-- Problem description --
Report each line of the records below that holds the word "black".

-------

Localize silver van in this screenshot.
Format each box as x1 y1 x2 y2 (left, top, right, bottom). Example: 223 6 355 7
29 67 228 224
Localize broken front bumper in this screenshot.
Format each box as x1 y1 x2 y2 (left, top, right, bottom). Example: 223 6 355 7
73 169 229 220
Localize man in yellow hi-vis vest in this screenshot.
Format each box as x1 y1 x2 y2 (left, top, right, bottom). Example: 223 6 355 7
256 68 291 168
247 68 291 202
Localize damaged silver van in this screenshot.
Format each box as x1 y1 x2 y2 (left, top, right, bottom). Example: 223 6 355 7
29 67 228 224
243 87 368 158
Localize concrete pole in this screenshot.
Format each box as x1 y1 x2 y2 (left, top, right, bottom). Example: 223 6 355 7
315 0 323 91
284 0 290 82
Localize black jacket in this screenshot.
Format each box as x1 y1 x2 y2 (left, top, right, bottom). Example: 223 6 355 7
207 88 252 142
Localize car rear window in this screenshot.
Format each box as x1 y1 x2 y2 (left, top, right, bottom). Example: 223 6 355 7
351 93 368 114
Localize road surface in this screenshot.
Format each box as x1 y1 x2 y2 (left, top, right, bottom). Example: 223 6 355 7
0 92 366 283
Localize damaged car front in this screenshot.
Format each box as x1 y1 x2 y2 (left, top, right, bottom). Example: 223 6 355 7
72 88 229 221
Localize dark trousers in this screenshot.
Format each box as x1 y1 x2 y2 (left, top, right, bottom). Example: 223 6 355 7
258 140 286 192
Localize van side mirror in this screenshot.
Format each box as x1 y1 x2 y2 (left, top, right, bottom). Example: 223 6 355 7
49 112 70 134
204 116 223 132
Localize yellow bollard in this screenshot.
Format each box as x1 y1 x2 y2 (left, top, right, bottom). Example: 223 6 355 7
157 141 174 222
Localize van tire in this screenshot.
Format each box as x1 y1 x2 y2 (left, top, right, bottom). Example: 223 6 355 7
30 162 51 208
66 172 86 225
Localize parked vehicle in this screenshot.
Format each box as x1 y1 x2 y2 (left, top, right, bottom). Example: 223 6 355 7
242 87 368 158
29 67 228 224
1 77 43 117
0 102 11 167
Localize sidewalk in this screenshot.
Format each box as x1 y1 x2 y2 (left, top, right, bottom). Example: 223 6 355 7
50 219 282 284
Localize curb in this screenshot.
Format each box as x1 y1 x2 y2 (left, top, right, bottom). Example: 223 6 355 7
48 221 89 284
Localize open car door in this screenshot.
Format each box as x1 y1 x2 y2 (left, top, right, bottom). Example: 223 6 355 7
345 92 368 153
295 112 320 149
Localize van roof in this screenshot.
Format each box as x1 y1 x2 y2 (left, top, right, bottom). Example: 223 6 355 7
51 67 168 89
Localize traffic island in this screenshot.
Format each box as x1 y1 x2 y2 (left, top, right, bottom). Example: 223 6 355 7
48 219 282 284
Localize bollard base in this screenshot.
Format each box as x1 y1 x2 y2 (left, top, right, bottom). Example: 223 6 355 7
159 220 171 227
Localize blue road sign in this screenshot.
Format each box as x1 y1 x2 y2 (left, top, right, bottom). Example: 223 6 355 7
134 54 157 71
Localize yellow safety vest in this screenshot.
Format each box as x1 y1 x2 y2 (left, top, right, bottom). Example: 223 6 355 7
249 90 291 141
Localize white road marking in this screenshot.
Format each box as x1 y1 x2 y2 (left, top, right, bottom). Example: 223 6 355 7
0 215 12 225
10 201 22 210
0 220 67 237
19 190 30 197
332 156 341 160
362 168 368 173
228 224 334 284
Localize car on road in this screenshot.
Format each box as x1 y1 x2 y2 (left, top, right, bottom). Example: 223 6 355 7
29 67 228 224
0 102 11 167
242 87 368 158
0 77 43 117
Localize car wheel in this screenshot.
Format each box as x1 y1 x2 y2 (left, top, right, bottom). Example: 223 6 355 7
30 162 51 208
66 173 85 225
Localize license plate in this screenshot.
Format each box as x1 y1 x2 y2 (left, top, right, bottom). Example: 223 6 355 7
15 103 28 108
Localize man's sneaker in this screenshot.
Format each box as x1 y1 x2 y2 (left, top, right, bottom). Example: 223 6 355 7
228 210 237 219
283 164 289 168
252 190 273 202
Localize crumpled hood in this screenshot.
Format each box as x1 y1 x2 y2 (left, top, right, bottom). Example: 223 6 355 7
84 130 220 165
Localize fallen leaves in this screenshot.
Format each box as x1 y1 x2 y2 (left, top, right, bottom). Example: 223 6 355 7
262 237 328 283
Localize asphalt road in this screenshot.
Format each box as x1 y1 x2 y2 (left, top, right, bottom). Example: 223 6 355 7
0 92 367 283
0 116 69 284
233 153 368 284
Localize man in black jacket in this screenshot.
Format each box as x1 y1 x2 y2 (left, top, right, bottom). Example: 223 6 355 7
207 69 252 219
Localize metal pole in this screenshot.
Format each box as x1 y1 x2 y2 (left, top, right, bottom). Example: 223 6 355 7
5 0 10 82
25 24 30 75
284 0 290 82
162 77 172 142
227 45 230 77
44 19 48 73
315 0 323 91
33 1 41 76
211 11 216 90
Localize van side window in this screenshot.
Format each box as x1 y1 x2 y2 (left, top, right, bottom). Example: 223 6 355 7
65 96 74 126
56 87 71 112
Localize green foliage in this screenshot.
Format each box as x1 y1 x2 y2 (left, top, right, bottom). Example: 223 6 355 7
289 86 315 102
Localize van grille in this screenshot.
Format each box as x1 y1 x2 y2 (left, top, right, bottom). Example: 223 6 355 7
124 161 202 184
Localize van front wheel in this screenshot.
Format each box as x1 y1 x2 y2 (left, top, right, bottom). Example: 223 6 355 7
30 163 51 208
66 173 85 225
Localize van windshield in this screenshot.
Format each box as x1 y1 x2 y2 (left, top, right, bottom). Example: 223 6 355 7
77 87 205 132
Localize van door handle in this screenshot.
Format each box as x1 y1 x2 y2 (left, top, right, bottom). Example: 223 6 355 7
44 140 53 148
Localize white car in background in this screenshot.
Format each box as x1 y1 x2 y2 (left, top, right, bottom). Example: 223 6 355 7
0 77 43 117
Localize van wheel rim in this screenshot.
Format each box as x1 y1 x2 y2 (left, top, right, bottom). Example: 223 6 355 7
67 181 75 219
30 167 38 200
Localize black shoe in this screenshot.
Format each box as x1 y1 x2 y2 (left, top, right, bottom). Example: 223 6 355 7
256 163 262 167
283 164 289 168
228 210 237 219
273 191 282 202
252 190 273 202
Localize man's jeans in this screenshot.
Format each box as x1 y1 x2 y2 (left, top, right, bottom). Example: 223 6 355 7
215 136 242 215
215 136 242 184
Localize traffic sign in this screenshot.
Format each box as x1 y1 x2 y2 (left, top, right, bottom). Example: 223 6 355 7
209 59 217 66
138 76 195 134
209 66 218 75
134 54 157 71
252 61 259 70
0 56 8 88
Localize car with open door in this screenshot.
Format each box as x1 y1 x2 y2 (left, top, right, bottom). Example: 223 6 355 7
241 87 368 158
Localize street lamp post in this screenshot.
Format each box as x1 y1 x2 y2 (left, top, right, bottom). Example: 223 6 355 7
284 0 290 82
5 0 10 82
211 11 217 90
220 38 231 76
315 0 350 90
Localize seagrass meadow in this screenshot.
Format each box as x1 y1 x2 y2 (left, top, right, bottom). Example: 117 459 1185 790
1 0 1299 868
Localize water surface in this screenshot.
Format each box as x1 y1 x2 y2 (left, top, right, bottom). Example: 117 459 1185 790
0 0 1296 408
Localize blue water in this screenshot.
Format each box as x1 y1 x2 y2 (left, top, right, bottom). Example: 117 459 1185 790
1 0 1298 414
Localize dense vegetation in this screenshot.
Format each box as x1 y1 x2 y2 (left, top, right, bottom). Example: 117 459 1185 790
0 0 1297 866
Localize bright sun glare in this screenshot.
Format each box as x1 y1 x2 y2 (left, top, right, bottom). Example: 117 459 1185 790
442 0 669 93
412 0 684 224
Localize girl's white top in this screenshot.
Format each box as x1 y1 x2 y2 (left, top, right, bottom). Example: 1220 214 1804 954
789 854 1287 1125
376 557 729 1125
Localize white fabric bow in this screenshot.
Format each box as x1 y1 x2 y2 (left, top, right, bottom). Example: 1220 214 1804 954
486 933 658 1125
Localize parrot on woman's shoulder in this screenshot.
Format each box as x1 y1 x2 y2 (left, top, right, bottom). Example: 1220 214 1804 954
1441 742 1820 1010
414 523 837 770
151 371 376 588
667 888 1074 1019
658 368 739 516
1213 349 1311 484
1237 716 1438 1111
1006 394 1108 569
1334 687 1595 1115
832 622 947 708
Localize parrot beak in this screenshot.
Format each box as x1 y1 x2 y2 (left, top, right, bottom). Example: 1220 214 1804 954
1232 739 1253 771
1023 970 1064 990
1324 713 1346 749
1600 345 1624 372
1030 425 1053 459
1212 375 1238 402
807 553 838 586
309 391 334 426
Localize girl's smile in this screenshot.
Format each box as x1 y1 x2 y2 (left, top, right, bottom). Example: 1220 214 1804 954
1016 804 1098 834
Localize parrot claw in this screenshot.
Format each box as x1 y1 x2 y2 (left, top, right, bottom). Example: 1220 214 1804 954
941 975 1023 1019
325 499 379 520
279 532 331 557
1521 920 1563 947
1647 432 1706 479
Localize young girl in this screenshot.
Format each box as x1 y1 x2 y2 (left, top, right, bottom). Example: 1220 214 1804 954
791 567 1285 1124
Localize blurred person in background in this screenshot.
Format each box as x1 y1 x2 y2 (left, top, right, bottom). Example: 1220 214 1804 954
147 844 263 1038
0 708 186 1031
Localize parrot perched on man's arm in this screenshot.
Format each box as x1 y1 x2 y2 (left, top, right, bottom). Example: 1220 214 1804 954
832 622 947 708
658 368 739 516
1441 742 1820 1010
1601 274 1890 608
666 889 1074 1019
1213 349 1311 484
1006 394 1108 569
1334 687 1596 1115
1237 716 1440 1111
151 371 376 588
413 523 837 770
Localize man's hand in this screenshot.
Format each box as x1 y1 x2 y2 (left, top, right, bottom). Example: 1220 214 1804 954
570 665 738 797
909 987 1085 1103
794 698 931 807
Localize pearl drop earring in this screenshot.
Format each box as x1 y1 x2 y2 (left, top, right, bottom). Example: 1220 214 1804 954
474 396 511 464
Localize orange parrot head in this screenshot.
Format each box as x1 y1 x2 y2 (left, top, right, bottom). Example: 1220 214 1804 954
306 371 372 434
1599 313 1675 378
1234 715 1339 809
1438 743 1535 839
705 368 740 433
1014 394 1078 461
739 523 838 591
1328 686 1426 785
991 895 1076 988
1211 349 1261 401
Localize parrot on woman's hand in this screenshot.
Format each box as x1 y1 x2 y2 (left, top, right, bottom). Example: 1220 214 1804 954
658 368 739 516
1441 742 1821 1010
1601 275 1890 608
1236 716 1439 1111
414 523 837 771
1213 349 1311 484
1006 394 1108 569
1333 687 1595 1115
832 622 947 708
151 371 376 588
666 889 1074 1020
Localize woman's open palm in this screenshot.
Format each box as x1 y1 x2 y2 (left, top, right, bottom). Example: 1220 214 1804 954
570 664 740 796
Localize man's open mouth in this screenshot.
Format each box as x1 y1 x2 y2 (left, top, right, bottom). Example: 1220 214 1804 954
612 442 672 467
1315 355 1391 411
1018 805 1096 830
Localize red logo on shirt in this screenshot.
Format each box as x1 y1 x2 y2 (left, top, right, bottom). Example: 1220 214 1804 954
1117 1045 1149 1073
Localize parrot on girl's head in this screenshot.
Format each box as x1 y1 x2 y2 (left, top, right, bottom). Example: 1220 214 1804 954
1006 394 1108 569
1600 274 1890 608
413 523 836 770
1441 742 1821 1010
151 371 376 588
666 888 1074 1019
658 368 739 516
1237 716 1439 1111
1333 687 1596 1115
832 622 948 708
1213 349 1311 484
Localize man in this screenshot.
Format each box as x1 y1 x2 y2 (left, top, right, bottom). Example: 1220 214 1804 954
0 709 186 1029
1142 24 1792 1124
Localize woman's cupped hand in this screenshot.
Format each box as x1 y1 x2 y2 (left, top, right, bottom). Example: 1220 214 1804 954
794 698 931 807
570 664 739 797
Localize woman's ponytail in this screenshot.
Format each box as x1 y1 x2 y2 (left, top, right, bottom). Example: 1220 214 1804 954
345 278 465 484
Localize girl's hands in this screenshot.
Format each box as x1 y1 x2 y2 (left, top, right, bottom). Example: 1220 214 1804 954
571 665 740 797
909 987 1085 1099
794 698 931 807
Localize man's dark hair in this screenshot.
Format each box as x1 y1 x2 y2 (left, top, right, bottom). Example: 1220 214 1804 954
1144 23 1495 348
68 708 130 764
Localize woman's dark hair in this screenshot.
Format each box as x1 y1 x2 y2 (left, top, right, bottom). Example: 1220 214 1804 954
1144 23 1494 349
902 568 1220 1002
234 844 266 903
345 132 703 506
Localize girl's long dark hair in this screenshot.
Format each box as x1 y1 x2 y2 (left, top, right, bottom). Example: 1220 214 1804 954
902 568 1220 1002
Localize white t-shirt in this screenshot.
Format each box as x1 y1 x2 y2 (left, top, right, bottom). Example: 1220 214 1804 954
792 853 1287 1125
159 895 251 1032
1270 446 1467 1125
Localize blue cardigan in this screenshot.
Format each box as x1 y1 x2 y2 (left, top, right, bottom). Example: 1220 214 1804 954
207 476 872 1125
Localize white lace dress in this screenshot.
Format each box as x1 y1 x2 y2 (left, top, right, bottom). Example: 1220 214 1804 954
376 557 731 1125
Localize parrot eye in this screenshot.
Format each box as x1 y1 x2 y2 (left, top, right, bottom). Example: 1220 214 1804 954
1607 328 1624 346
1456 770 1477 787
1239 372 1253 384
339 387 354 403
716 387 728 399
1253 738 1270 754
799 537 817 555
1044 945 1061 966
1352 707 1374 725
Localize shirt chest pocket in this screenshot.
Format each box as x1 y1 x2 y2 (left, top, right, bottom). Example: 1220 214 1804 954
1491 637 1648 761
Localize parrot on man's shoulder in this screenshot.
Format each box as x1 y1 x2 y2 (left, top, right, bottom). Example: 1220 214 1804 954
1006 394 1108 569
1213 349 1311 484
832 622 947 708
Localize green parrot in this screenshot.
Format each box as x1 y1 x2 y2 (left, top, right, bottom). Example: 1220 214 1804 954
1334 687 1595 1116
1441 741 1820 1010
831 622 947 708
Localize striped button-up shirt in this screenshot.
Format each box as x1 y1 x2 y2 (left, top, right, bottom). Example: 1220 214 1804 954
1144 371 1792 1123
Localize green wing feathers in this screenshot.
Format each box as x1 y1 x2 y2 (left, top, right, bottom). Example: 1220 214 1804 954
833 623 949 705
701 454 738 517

-------

-- Task output --
Localize black jacket in this screenshot.
Localize man in black jacket in this screenshot.
Localize black shoe in this screenshot.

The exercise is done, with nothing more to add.